Après le rejet massif en commission, les débats sur la première partie du budget ont commencé dans l’hémicycle de l’Assemblée nationale vendredi après-midi et se poursuivent ce samedi 25 octobre. Dans un discours d’ouverture quasi-inédit pour un Premier ministre, Sébastien Lecornu, de nouveau sous la menace de censure des socialistes, a ouvert la discussion budgétaire en appelant l’hémicycle au «compromis» et à un «changement de culture parlementaire». Le parti à la rose réclame, avec le reste de la gauche, que les plus riches contribuent davantage à l’effort de réduction du déficit.
Libé fait le point sur les mesures qui ont été adoptées, rejetées, ou qui restent à discuter dans le cadre de ce débat sur la partie recette du projet de loi de finance 2026.
Le crédit d’impôt sur les services à la personne réduit
Près de deux heures de débats et un coup de rabot. L’Assemblée a adopté un amendement de la députée PS Christine Pirès Beaune qui réduit de 12 000 à 10 000 euros le plafond du crédit d’impôt des services à la personne (Cisap). Amélie de Montchalin, la ministre des Comptes publics, a émis un «avis de sagesse» sur ce texte.
Les députés écartent le gel du barème de l’impôt sur le revenu
C’est une des mesures les plus polémiques présentées par le gouvernement dans son projet de loi de finances. Elle prévoit de ne plus revaloriser les tranches du barème de l’impôt sur le revenu (IR) en fonction de l’inflation. A la clé, une hausse générale de l’IR, et 200 000 nouveaux contribuables qui rentrent dans l’impôt. Mais aussi 2 milliards de recettes supplémentaires pour les caisses de l’Etat.
L’Assemblée nationale l’a finalement massivement rejeté ce samedi après-midi. Une large coalition de députés réunissant l’extrême droite, la droite, une partie des macronistes et les Insoumis, a approuvé un amendement de Laurent Wauquiez, le patron des députés LR, rejetant globalement ce gel, contre l’avis de la ministre des Comptes publics Amélie de Montchalin. Un vote qui a ravivé les tensions entre le PS et LFI : «La France Insoumise vote avec la droite pour soulager les hauts revenus», balance le député socialiste Philippe Brun sur X. «L’amendement de Laurent Wauquiez a été adopté… par la France Insoumise unanime», a renchéri Olivier Faure, le patron du PS. «N’importe quoi, il s’agissait d’un amendement identique à celui déposé par la France Insoumise visant à indexer le barème de l’impôt sur le revenu sur l’inflation. Il ne faut pas mentir, ça n’effacera pas vos deals secrets avec les macronistes», a rétorqué Manuel Bompard, le coordinateur de LFI.

**DONNÉES FOURNIES:**
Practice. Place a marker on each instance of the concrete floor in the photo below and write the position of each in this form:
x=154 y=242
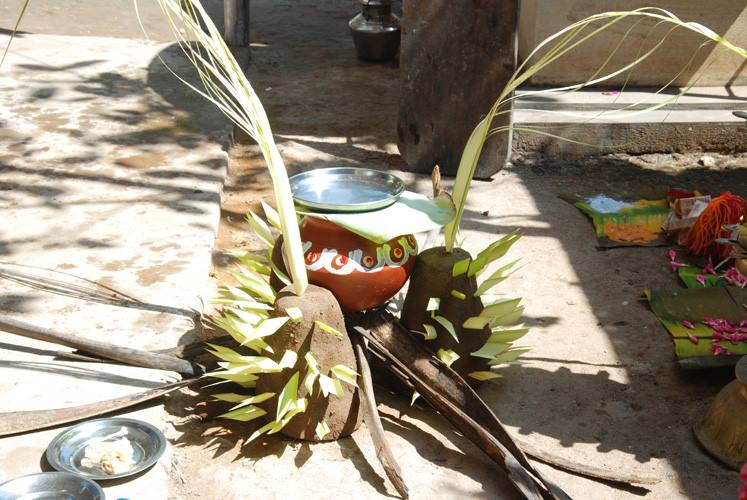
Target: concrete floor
x=600 y=384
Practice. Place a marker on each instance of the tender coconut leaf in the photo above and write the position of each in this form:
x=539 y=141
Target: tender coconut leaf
x=460 y=267
x=253 y=399
x=347 y=375
x=495 y=278
x=500 y=307
x=312 y=363
x=245 y=255
x=508 y=319
x=493 y=252
x=289 y=359
x=322 y=429
x=294 y=313
x=483 y=375
x=268 y=327
x=225 y=353
x=226 y=86
x=330 y=386
x=412 y=213
x=298 y=406
x=245 y=413
x=271 y=215
x=281 y=275
x=247 y=318
x=231 y=397
x=430 y=332
x=256 y=262
x=15 y=29
x=505 y=336
x=255 y=285
x=250 y=364
x=263 y=430
x=448 y=326
x=433 y=304
x=465 y=172
x=287 y=397
x=308 y=382
x=245 y=379
x=509 y=356
x=476 y=323
x=491 y=349
x=329 y=329
x=237 y=293
x=243 y=300
x=447 y=356
x=546 y=52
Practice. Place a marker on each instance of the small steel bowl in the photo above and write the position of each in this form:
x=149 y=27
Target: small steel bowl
x=51 y=486
x=66 y=451
x=346 y=189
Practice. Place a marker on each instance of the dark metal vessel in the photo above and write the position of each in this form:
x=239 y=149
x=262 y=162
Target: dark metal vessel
x=376 y=31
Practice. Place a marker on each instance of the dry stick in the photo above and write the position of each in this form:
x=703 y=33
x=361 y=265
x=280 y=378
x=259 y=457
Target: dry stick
x=455 y=399
x=134 y=357
x=523 y=480
x=373 y=422
x=18 y=422
x=463 y=396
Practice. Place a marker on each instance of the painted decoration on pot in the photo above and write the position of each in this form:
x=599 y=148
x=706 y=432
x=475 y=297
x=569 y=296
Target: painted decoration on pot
x=360 y=273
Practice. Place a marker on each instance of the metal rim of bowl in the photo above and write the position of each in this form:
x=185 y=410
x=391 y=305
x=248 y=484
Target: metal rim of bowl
x=99 y=490
x=349 y=207
x=56 y=464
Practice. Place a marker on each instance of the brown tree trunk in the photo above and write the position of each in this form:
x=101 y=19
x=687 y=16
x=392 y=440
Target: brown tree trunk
x=455 y=58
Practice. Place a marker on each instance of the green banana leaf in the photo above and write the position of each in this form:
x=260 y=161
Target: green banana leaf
x=672 y=307
x=688 y=274
x=637 y=223
x=412 y=213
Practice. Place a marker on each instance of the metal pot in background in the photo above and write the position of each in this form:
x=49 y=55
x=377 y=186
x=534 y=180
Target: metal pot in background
x=376 y=31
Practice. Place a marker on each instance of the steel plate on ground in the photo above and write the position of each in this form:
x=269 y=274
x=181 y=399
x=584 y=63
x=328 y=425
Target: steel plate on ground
x=51 y=486
x=66 y=451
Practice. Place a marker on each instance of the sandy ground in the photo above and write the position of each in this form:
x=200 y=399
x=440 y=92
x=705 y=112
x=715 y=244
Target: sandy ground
x=600 y=385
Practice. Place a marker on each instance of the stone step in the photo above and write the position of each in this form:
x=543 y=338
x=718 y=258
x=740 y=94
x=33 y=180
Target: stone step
x=601 y=120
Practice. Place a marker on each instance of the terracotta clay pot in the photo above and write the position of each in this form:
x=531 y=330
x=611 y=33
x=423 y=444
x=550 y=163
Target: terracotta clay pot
x=360 y=273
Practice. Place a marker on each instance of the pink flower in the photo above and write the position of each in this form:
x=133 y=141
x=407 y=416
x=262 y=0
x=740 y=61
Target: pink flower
x=718 y=350
x=734 y=277
x=709 y=269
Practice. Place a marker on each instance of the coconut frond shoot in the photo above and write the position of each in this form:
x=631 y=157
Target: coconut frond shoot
x=14 y=30
x=446 y=307
x=228 y=88
x=552 y=49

**CONSIGNES:**
1 - Traduisez en anglais cette phrase de l'article sur le budget 2026 : « C’est une des mesures les plus polémiques présentées par le gouvernement dans son projet de loi de finances. »
2 - Prolongez l'article sur le budget 2026 en partant de sa dernière phrase.

**RÉPONSES ATTENDUES:**
1 - It is one of the most controversial measures put forward by the government in its finance bill.

2 -
Dans l’hémicycle, les élus sont ainsi allés beaucoup plus loin que la commission des finances lors de l’examen de ce texte le 20 octobre dernier. A l’époque, seule la première tranche de l’impôt sur le revenu avait été exclue du dispositif.
La droite et le centre votent la défiscalisation totale des heures supplémentaires
Les députés du centre, de droite et d’extrême droite ont adopté ce samedi matin un amendement porté par Les Républicains qui vise à défiscaliser totalement les heures supplémentaires. Le texte porté par Laurent Wauquiez et Fabien Di Filippo vient en effet supprimer le plafond annuel actuellement en vigueur de 7 500 euros. Le gouvernement s’était prononcé contre, mettant en avant un coût direct de 1 milliard d’euros pour les finances publiques. La gauche a voté contre.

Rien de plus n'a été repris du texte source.